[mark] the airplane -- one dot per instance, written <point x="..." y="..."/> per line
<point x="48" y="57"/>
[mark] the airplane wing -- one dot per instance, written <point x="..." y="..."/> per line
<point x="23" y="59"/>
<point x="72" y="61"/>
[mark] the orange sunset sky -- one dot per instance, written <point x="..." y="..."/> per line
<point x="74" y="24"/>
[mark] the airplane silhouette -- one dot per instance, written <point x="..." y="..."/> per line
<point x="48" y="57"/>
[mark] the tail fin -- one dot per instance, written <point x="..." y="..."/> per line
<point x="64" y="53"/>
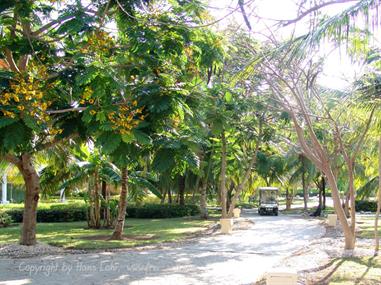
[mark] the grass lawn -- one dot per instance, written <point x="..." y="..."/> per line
<point x="137" y="232"/>
<point x="365" y="227"/>
<point x="350" y="271"/>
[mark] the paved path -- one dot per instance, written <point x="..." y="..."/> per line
<point x="239" y="258"/>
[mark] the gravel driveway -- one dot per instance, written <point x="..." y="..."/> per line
<point x="240" y="258"/>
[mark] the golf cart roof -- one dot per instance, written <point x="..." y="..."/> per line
<point x="268" y="188"/>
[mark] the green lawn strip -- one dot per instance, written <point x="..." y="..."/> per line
<point x="44" y="204"/>
<point x="138" y="231"/>
<point x="352" y="270"/>
<point x="365" y="227"/>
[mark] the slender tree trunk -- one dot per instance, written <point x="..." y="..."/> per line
<point x="349" y="237"/>
<point x="352" y="197"/>
<point x="346" y="204"/>
<point x="32" y="189"/>
<point x="169" y="196"/>
<point x="289" y="199"/>
<point x="203" y="201"/>
<point x="323" y="191"/>
<point x="106" y="208"/>
<point x="305" y="190"/>
<point x="223" y="191"/>
<point x="122" y="206"/>
<point x="163" y="196"/>
<point x="181" y="190"/>
<point x="246" y="177"/>
<point x="97" y="206"/>
<point x="376" y="237"/>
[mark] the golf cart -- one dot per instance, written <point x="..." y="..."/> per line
<point x="268" y="201"/>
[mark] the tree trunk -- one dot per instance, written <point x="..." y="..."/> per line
<point x="182" y="190"/>
<point x="122" y="206"/>
<point x="246" y="177"/>
<point x="223" y="192"/>
<point x="346" y="204"/>
<point x="107" y="222"/>
<point x="289" y="198"/>
<point x="349" y="237"/>
<point x="323" y="191"/>
<point x="97" y="206"/>
<point x="305" y="190"/>
<point x="203" y="201"/>
<point x="163" y="196"/>
<point x="352" y="197"/>
<point x="376" y="237"/>
<point x="169" y="196"/>
<point x="94" y="206"/>
<point x="32" y="190"/>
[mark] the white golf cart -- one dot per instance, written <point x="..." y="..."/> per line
<point x="268" y="201"/>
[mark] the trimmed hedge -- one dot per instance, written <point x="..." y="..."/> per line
<point x="52" y="215"/>
<point x="162" y="211"/>
<point x="366" y="206"/>
<point x="68" y="213"/>
<point x="5" y="220"/>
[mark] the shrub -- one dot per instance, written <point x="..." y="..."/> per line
<point x="78" y="212"/>
<point x="366" y="206"/>
<point x="5" y="220"/>
<point x="162" y="211"/>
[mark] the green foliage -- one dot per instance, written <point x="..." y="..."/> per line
<point x="5" y="219"/>
<point x="159" y="211"/>
<point x="76" y="212"/>
<point x="366" y="206"/>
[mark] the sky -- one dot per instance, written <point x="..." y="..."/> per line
<point x="338" y="71"/>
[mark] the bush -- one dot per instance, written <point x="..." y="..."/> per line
<point x="54" y="214"/>
<point x="162" y="211"/>
<point x="5" y="220"/>
<point x="366" y="206"/>
<point x="75" y="212"/>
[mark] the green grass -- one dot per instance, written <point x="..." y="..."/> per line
<point x="73" y="235"/>
<point x="44" y="204"/>
<point x="350" y="271"/>
<point x="365" y="227"/>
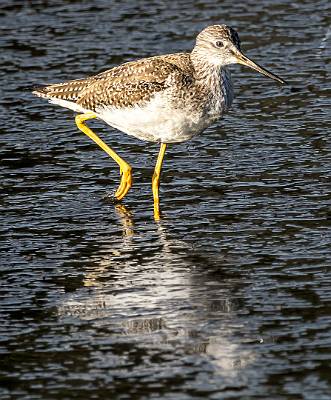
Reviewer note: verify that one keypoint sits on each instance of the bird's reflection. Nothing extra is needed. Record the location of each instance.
(156, 288)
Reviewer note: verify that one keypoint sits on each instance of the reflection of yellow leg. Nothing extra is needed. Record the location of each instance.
(125, 168)
(156, 181)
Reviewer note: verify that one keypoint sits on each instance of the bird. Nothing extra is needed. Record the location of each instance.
(166, 99)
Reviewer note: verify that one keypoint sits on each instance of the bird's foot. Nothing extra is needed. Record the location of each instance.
(126, 182)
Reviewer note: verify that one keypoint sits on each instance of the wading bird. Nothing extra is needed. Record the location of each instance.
(166, 99)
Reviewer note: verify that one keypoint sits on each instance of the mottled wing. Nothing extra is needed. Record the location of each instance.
(129, 84)
(125, 85)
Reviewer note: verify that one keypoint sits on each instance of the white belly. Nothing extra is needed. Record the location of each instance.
(156, 121)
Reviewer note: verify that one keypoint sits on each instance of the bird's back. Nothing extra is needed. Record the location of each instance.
(123, 85)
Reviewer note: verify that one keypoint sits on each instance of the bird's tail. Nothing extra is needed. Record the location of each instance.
(69, 91)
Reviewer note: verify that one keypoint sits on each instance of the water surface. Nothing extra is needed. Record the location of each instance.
(228, 296)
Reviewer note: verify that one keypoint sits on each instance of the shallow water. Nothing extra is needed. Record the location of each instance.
(228, 296)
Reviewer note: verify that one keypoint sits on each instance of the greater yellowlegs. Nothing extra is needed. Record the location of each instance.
(167, 99)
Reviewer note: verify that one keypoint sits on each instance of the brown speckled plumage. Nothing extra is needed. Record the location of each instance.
(125, 85)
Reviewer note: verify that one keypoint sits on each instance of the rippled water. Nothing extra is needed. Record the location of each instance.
(228, 296)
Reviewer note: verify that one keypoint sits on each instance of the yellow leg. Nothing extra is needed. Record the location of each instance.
(156, 181)
(125, 168)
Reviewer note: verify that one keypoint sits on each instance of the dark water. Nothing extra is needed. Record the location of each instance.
(229, 295)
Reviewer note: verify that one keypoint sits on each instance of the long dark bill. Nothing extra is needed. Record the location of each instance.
(249, 63)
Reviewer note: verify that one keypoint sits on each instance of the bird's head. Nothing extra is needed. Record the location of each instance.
(220, 45)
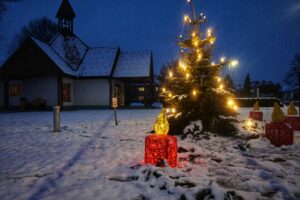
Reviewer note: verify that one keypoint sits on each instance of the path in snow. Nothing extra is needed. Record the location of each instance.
(92, 159)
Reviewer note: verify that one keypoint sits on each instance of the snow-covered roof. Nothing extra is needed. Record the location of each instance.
(70, 48)
(74, 58)
(54, 57)
(98, 61)
(133, 65)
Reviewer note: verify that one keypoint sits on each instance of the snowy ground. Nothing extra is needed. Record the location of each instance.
(94, 159)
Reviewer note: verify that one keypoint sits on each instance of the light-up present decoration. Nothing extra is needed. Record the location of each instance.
(161, 146)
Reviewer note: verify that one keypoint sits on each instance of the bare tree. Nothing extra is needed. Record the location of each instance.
(292, 77)
(41, 28)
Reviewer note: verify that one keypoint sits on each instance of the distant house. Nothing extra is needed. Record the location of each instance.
(69, 73)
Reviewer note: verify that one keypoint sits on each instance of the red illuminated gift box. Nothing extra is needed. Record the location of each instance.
(159, 148)
(256, 115)
(279, 133)
(294, 121)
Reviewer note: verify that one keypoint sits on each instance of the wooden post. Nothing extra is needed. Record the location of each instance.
(116, 120)
(115, 105)
(56, 118)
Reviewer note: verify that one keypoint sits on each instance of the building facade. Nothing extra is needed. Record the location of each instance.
(69, 73)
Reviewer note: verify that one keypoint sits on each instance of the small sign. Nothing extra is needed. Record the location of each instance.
(114, 102)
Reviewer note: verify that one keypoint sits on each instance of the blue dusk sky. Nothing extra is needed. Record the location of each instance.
(264, 35)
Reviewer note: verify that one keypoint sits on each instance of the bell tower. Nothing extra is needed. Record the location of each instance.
(65, 16)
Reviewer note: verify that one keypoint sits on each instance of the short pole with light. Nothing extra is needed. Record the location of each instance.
(161, 147)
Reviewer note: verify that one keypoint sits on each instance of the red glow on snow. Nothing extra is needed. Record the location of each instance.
(159, 148)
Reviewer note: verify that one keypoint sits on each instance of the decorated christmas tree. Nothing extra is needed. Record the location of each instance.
(194, 88)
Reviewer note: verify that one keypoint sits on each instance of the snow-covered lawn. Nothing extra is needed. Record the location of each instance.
(94, 159)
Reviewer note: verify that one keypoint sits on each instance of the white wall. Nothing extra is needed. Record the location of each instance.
(15, 100)
(67, 80)
(42, 87)
(91, 92)
(1, 93)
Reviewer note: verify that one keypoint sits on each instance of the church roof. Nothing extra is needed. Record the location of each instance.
(99, 61)
(65, 11)
(54, 57)
(95, 61)
(133, 64)
(70, 48)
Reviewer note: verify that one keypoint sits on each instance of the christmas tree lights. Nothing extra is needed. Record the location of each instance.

========

Go to the line in the listing above that has "of the decorated" in it. Set down that line and each one after it, exactly.

Solved exercise:
Reviewer note: verify that one keypoint sits on each instance of the decorated christmas tree. Nothing extra is needed. Record the location of each instance.
(194, 88)
Reviewer note: verify that one keypoint sits on each instance of the snow-covered lawn. Nothing extra is needed. Record the location of each instance.
(94, 159)
Reviewer note: verify that one keypoint sits on each instance of the white wall. Nothing extra is needed. Record the location of each instance.
(15, 100)
(67, 80)
(42, 87)
(91, 92)
(1, 93)
Reviewer note: verify that one keypoint sits on each instance of the church roof. Nothing extra is needed. Record the location of each instance.
(99, 61)
(65, 11)
(54, 57)
(95, 61)
(133, 64)
(70, 48)
Reviewer note: verify that one keypoint sits on each instance of the christmas tree lights. Nothing extra is needed. Record the location of each instance.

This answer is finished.